:: INPUT RECORDS ::

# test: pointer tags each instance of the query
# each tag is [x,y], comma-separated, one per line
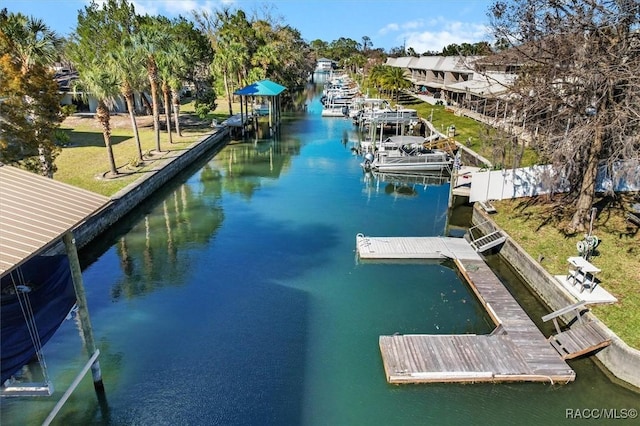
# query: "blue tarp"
[261,88]
[52,296]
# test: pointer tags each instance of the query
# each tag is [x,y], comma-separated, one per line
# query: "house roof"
[36,211]
[261,88]
[485,85]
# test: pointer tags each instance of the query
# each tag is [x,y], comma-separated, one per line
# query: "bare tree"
[578,62]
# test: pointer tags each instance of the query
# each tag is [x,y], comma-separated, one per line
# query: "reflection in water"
[232,297]
[149,253]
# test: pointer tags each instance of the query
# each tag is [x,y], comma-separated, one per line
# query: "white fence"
[538,180]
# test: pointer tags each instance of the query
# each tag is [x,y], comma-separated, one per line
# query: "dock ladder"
[485,242]
[583,338]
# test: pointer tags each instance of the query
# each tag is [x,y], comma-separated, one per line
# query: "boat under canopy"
[38,294]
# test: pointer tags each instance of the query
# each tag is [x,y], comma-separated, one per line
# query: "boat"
[394,155]
[35,300]
[390,117]
[391,143]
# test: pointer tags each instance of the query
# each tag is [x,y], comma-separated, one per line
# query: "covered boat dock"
[35,214]
[261,89]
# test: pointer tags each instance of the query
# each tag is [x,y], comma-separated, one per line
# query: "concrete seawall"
[619,358]
[125,200]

:::

Images do not belong in the copy; reproduce all other parts of the records above verbatim.

# test: pointer tags each instance of the query
# each tag is [x,y], comma-separated, one per line
# query: "blue tarp"
[261,88]
[52,296]
# test: pointer tags each instance of the query
# each tag is [x,y], comma-separated, one per line
# query: "house roof"
[36,211]
[261,88]
[485,85]
# test: pointer tags each instance of the query
# each tag is [x,y], comma-separated, one per line
# query: "bare tree"
[578,62]
# test: pointer tags each instance of the query
# each tag is [x,y], comma-separated, one per line
# query: "reflection in water"
[232,297]
[149,253]
# test: pointer tags each instance of the query
# each tag is [x,y], comma-separated, one per line
# query: "white fence"
[538,180]
# test: pointer tags each instance of the query
# each tag is [x,y], comma-separated, one per line
# query: "dock ladder"
[485,242]
[583,338]
# test: pointer tags each instance of the query
# each tag is [x,y], comma-separated, one per line
# query: "boat under canopy"
[38,294]
# test: pointer tags each instance of the query
# each tag is [x,y], comma-separated, one per line
# query: "boat"
[394,155]
[35,300]
[390,117]
[391,143]
# test: pointer tags each instance of the query
# each tag is [x,y], comma-separated, one per line
# query: "covered boat dock"
[35,214]
[261,89]
# test: pointer tags each instance of the query
# each tag is [x,y], comma-separated, one per line
# query: "concrete seawall"
[619,358]
[125,200]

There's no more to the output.